*Given task*: Copy everything from the line containing "the bicycle shadow" down to the line containing "Target: blue t-shirt" in the entries below, replacing "marker" with "dot" throughout and leaving all else unchanged.

_ _ _ _ _

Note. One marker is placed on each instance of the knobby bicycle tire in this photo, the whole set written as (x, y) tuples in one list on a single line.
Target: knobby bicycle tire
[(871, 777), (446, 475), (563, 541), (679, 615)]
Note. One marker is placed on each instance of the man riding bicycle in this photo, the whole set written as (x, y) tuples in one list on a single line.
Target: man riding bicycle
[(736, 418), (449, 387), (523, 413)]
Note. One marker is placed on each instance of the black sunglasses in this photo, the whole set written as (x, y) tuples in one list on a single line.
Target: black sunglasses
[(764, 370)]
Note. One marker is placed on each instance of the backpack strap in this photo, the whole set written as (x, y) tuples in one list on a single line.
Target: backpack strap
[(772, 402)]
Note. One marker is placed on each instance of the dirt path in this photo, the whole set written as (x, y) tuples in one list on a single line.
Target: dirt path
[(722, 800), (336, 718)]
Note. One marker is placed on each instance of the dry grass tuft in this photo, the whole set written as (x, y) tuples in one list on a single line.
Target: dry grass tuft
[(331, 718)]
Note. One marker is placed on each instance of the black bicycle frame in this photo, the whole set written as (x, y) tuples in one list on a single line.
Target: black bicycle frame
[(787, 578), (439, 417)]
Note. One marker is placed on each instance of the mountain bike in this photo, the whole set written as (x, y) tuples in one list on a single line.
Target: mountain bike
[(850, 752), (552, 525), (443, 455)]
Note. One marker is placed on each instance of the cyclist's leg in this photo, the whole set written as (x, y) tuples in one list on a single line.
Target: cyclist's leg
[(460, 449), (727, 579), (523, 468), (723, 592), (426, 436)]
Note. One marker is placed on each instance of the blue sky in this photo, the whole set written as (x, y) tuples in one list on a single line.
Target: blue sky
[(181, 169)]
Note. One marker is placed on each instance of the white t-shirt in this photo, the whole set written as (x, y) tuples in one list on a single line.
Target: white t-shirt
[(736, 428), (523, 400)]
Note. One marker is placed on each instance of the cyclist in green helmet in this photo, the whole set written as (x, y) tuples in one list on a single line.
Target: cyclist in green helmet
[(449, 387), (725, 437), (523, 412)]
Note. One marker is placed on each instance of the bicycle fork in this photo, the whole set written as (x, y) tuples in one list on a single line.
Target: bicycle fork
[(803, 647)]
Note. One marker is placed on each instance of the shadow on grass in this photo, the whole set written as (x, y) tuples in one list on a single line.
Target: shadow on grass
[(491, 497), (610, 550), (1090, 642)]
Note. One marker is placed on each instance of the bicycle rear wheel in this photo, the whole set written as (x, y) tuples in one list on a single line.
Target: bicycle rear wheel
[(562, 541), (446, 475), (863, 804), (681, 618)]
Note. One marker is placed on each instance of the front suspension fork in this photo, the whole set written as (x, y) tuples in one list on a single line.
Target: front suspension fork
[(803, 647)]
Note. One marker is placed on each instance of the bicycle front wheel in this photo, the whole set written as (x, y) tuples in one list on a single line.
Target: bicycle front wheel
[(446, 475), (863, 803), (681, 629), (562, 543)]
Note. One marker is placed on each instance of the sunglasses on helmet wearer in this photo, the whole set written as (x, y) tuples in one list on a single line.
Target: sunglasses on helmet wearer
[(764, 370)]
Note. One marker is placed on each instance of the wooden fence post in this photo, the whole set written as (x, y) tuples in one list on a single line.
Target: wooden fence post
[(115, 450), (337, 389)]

_ _ _ _ _

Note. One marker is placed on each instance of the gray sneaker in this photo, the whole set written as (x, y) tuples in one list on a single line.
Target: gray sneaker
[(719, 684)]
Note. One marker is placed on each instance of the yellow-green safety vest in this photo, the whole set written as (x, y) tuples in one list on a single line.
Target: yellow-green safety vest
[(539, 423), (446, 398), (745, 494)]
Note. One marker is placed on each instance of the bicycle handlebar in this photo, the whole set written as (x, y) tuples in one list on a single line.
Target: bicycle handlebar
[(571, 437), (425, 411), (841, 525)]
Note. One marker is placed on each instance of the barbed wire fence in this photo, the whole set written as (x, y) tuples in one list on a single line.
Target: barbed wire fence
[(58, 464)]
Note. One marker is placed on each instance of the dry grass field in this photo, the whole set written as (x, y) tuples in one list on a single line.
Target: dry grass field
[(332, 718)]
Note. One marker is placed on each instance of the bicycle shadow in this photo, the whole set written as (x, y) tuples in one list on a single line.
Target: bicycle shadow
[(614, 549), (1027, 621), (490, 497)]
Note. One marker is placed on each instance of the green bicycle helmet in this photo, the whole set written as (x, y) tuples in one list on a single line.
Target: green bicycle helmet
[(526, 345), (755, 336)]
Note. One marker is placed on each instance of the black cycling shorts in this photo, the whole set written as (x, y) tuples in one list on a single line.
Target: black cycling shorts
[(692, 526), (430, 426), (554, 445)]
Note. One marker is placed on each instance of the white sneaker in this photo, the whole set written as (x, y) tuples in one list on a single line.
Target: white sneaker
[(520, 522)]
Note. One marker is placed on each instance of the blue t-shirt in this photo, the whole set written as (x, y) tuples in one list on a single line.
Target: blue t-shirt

_ _ _ _ _

*Answer to this exercise*:
Note. One dot is placed on each instance of the bicycle shadow in this photo, the whole set written as (x, y) tuples in one list on a single line.
Target: bicycle shadow
[(614, 549), (1027, 621), (490, 497)]
Note. One dot is placed on each instance of the green bicycle helmet in this photo, the whole set written as (x, y) tuples in one list on a single line.
Target: green bicycle helmet
[(526, 345), (755, 336)]
Note. One dot is placed on each instance of the black cycling shorts in this photo, the whole set written as (x, y) tuples in one list on a single line.
Target: black cycling shorts
[(692, 526), (430, 426), (554, 445)]
Note. One dot is placed on each instance of the white sneaker in this photo, the whole set written as (x, y) tuples in one list on a single line.
Target: white sneaker
[(520, 522)]
Note. One dot is placed on each instance of the blue t-shirt in this photo, the whole set written as (x, y) tuples in one list on a single line.
Target: blue t-shirt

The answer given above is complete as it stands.